[Labeled-object pointing entries]
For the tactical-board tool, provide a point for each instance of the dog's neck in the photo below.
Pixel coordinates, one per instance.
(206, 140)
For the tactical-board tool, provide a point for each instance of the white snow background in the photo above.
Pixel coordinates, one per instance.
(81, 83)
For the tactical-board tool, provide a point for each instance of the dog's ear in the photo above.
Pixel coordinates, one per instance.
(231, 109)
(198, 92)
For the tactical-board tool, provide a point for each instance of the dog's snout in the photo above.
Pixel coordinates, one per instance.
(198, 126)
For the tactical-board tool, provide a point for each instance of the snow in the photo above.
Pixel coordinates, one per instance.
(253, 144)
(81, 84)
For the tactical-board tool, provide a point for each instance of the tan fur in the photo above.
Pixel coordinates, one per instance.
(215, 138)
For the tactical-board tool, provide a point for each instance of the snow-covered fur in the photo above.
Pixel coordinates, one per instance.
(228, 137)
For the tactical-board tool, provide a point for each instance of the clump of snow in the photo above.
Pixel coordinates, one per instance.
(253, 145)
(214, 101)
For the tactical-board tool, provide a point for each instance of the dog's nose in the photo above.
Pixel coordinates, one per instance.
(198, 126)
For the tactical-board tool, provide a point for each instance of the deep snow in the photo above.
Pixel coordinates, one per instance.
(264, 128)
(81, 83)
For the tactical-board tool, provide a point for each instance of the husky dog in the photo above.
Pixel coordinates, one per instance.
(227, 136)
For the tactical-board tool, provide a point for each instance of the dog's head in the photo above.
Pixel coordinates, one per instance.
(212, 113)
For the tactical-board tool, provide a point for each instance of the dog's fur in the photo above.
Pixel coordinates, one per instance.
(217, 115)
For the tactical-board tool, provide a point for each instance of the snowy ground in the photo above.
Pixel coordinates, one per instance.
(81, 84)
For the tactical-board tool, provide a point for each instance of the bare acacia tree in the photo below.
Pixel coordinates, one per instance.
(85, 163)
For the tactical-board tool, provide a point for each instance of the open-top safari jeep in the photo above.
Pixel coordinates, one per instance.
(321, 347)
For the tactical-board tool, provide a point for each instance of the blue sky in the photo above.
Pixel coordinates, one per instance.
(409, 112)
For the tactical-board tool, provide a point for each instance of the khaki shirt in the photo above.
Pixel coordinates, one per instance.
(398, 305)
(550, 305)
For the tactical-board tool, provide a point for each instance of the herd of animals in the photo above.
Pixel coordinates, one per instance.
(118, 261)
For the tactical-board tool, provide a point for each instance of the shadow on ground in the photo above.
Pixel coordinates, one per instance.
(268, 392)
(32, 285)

**Instruction:** Reproduce every row above word for word, from the first through the last.

**Result of this exercise:**
For the tactical-board tool, provide a point for each instance of the dog's neck in the photo below.
Pixel coordinates, one per instance.
(206, 140)
For the tactical-board tool, provide a point for each instance of the white snow background in the photo above.
Pixel coordinates, one per instance.
(81, 83)
For the tactical-board tool, provide a point for each instance of the dog's ear in the photo above.
Pixel coordinates, one per instance.
(231, 109)
(198, 92)
For the tactical-board tool, provide a point for each instance of the dog's snout in the photo above.
Pixel coordinates, one per instance.
(198, 126)
For the tactical-board tool, provide a point for each instance of the snow in the photo above.
Pixel coordinates, one per instance.
(253, 144)
(81, 84)
For the tactical-board tool, provide a point for each instance of the tan fur in the photo above.
Pixel coordinates, one per instance.
(215, 138)
For the tactical-board tool, provide a point for each instance of the snow-covered fur in the photo above.
Pixel coordinates, one per instance.
(228, 137)
For the tactical-board tool, provide a point for each instance of the clump of snow in the photo above.
Pixel coordinates, one per instance.
(253, 145)
(214, 101)
For the tactical-board tool, provide a point for each instance of the dog's nose in the photo above.
Pixel coordinates, one per instance.
(198, 126)
For the tactical-board tool, provide a point for each instance of the deep snow in the photo above.
Pixel coordinates, one per instance.
(264, 128)
(81, 83)
For the tactical-board tool, provide a point for each instance of the husky dog in the photo above.
Pixel coordinates, one per instance.
(227, 136)
For the tactical-board tool, provide a point for each instance of the dog's head in the photo above.
Pixel coordinates, one per instance.
(212, 113)
For the tactical-board tool, provide a point for each instance of the dog's fur in the photo above.
Pixel coordinates, one per instance.
(217, 115)
For the tactical-board tool, provide a point for each instance of the snowy ground in the photo above.
Pixel coordinates, one per instance.
(81, 84)
For the tactical-board tool, provide a point for each instance of the bare acacia tree in the photo below.
Pixel coordinates, one per instance.
(85, 163)
For the tactical-board tool, provide a point for each instance of the open-top safari jeep in the photo above.
Pixel coordinates, one per instance.
(321, 347)
For the tactical-board tool, provide a point for each instance of the blue sky in the photo above.
Pixel coordinates, one per instance.
(409, 112)
For the tactical-board tool, provide a point for each instance of the khaki shirt in the photo above.
Pixel coordinates, one per instance.
(398, 305)
(550, 305)
For the tactical-board tool, provide a point for each instance of the herd of animals in the photo above.
Pixel coordinates, one per instance.
(118, 261)
For the tactical-board tool, provide a point for each instance of the shadow on ground in the photo above.
Pixel coordinates, one per instance.
(268, 392)
(32, 285)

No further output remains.